● **Document section**

@農자료창고

Emission Factors Along the N Fertilizer Chain.

For every ton of N produced and used on cropland in China, an average of 13.5 t of CO2-equivalent (eq) (t CO2-eq) is emitted (Fig. 1). The largest emission along the chain comes from ammonia synthesis (weighted average of 5.1 t CO2-eq, 37.8% of 13.5 t). This is partly due to the energy-intensive nature of the chemical engineering process that requires high temperature and pressure and partly due to the low energy efficiency of coal as the main energy source. Coal-based facilities have an emission factor of >5 t CO2-eq t NH3-N−1 compared with <3 t CO2-eq t NH3-N−1 for natural gas-based plants (Table S4). For the same energy source, large-scale facilities emit slightly less GHGs per unit of N than medium- or small-scale facilities (Table S4). The next phase involves converting ammonia into various N fertilizer products; the processes have a weighted emission factor of 0.9 t CO2-eq t N−1 but a wide range from 0.3 to 5.7 t CO2-eq t N−1 (Table S5). Thereafter, transport and distribution of the N products have an emission factor averaging 0.1 t CO2-eq t N−1.

Coal supplies 86% of the energy consumed in the above processes. Methane emissions associated with coal mining have a global warming effect of 11.4 g CO2-eq MJ−1 (106 J), compared with <2 g CO2-eq MJ−1with natural gas or oil (Table S1). We calculated a weighted emission factor of 2.2 t CO2-eq t N−1 for the mining and transport of fossil fuel used in the N fertilizer industry (including 1.8 t CO2-eq t N−1 from mining of the energy used for ammonia synthesis and 0.4 t CO2-eq t N−1 for that used in N product manufacturing). This is 16% of the overall emissions of 13.5 t CO2-eq t N−1. Neglecting this component would lead to substantial underestimation of China’s N fertilizer carbon footprint.

● **Material provided**
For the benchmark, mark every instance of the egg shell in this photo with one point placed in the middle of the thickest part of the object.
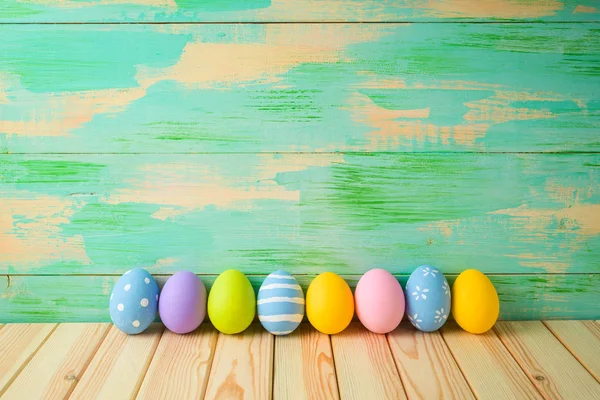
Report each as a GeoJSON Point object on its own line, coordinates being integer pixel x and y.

● **Written instruction**
In the passage on nitrogen fertilizer emission factors, what share of the average 13.5 t CO2-eq per ton of N comes from ammonia synthesis? You won't need the data for this.

● **Task solution**
Ammonia synthesis accounts for 37.8%, a weighted average of 5.1 t CO2-eq.